GEGEVEN TEKST

De derde editie van het eendaagse jazzfestival in TivoliVredenburg bevestigt het festivalconcept als schot in de roos: geen ‘zware’, gevestigde namen, maar laten zien hoezeer jazz anno nu in beweging is.
Met Sons of Kemet heeft het festival wel al haar eerste terugkerende naam te pakken. Het kwartet rond saxofonist Shabaka Hutchings was ook al op de eerste editie aanwezig. Het levert ze geen slot later op de avond op, terwijl de hoekige jazz met Caribische invloeden juist zo goed tot z’n recht zou komen wanneer iedereen een beetje opgewarmd is. Blootsvoets en gekleed in dashiki en vissershoedje leidt Hutchings z’n groep door repetitieve lijnen en opzwepende ritmes, maar uiteindelijk is het toch net iets te vroeg om er helemaal in op te gaan.
Eerst nog maar even naar boven dan, want op de negende verdieping spelen twee spannende Nederlandse groepen. Hoornist Morris Kliphuis’ Dimlicht geeft een warm klankbad net genoeg wringende noten, scheve ritmes en onverwachte crescendo’s mee om iedereen op het puntje van hun stoel te laten zitten. Dankzij een verzameling effectpedalen waar een gemiddelde gitarist jaloers van zou worden krijgen de hoornnoten van Kliphuis af en toen een extra leven in de vorm van zwevende, gemoduleerde echo’s.

INVOER
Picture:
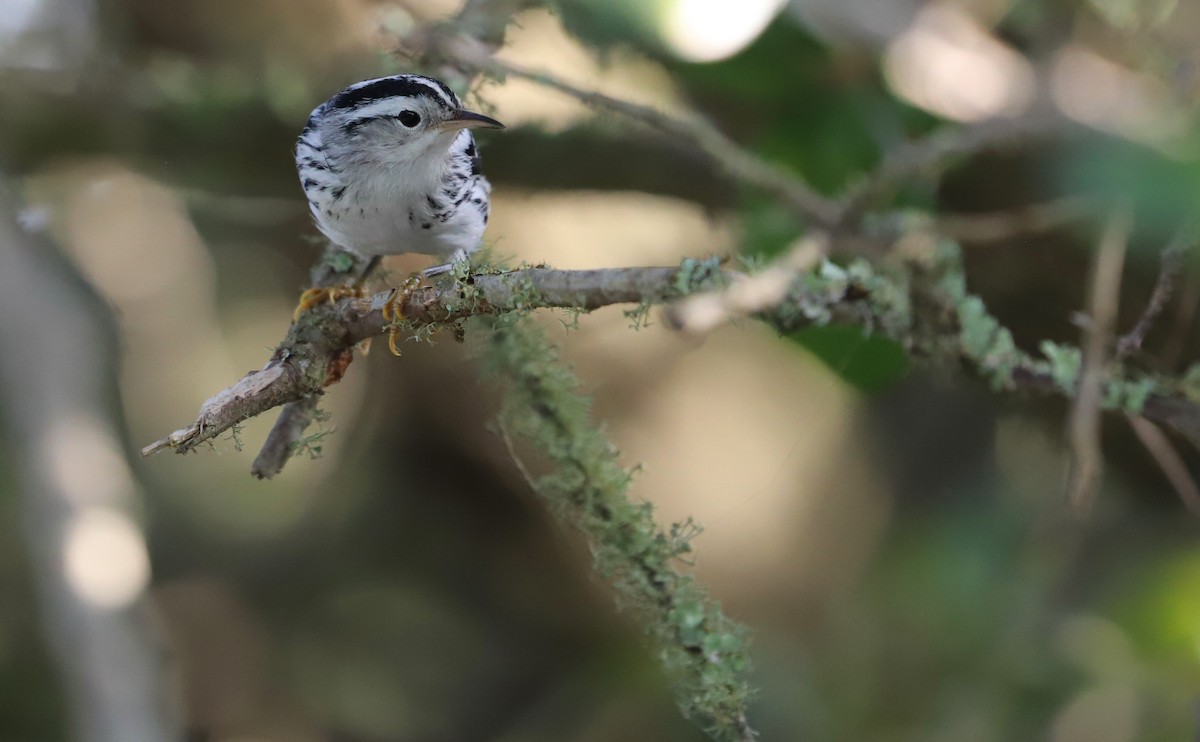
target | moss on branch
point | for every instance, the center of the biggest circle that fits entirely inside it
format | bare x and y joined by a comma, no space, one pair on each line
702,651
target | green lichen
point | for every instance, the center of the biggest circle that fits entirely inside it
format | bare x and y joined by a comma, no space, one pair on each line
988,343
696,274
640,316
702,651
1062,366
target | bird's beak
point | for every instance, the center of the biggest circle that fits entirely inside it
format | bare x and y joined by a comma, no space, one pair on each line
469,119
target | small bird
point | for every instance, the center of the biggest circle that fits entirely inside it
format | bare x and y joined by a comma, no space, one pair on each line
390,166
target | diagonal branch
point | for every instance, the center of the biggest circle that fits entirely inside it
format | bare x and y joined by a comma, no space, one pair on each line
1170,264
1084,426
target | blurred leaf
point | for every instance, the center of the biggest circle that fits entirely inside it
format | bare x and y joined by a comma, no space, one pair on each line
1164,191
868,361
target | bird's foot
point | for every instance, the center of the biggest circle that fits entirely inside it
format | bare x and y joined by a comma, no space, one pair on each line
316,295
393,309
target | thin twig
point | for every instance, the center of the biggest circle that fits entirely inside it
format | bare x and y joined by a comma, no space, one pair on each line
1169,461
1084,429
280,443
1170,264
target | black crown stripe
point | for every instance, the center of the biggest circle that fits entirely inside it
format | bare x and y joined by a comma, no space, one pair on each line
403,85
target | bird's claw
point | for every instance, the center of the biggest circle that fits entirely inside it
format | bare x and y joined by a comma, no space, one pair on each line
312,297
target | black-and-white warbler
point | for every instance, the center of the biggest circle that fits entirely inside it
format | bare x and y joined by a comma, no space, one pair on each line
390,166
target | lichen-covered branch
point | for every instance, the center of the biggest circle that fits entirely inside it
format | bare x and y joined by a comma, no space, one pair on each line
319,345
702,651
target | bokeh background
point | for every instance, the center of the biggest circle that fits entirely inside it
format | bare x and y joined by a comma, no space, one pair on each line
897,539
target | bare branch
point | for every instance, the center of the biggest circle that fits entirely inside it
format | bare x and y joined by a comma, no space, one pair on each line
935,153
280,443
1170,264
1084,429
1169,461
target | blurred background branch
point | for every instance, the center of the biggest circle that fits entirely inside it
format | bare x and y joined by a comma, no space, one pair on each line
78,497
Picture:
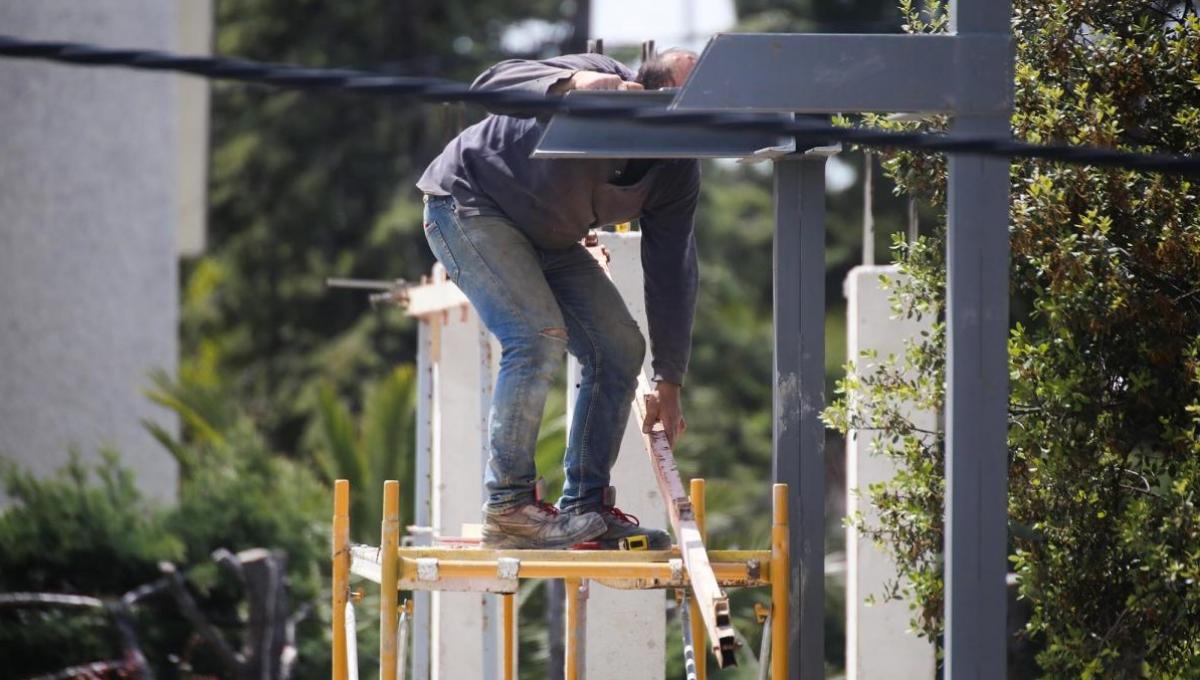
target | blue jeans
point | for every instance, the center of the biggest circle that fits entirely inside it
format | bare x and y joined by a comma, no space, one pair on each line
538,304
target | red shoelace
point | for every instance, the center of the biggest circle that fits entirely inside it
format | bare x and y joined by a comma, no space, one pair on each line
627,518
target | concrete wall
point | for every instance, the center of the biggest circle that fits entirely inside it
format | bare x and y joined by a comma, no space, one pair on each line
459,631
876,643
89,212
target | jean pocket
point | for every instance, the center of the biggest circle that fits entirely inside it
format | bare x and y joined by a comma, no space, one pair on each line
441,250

OPDRACHTEN
(1) Neem uit de tekst over het jazzfestival woordelijk het stuk over dat begint bij "De derde editie" en eindigt bij "op te gaan.".
(2) Kun je de tekst over het jazzfestival in twee zinnen samenvatten?

UITGEWERKTE OPDRACHT
(1)
De derde editie van het eendaagse jazzfestival in TivoliVredenburg bevestigt het festivalconcept als schot in de roos: geen ‘zware’, gevestigde namen, maar laten zien hoezeer jazz anno nu in beweging is.
Met Sons of Kemet heeft het festival wel al haar eerste terugkerende naam te pakken. Het kwartet rond saxofonist Shabaka Hutchings was ook al op de eerste editie aanwezig. Het levert ze geen slot later op de avond op, terwijl de hoekige jazz met Caribische invloeden juist zo goed tot z’n recht zou komen wanneer iedereen een beetje opgewarmd is. Blootsvoets en gekleed in dashiki en vissershoedje leidt Hutchings z’n groep door repetitieve lijnen en opzwepende ritmes, maar uiteindelijk is het toch net iets te vroeg om er helemaal in op te gaan.

(2) De derde editie van het eendaagse jazzfestival in TivoliVredenburg bevestigt het concept om geen gevestigde namen te brengen maar te laten zien hoe jazz nu in beweging is, met Sons of Kemet als eerste terugkerende naam, die echter net iets te vroeg op de avond speelt. Op de negende verdieping spelen twee spannende Nederlandse groepen, onder wie Dimlicht van hoornist Morris Kliphuis, dat een warm klankbad brengt met wringende noten, scheve ritmes en onverwachte crescendo's en de hoornnoten met effectpedalen zwevende, gemoduleerde echo's geeft.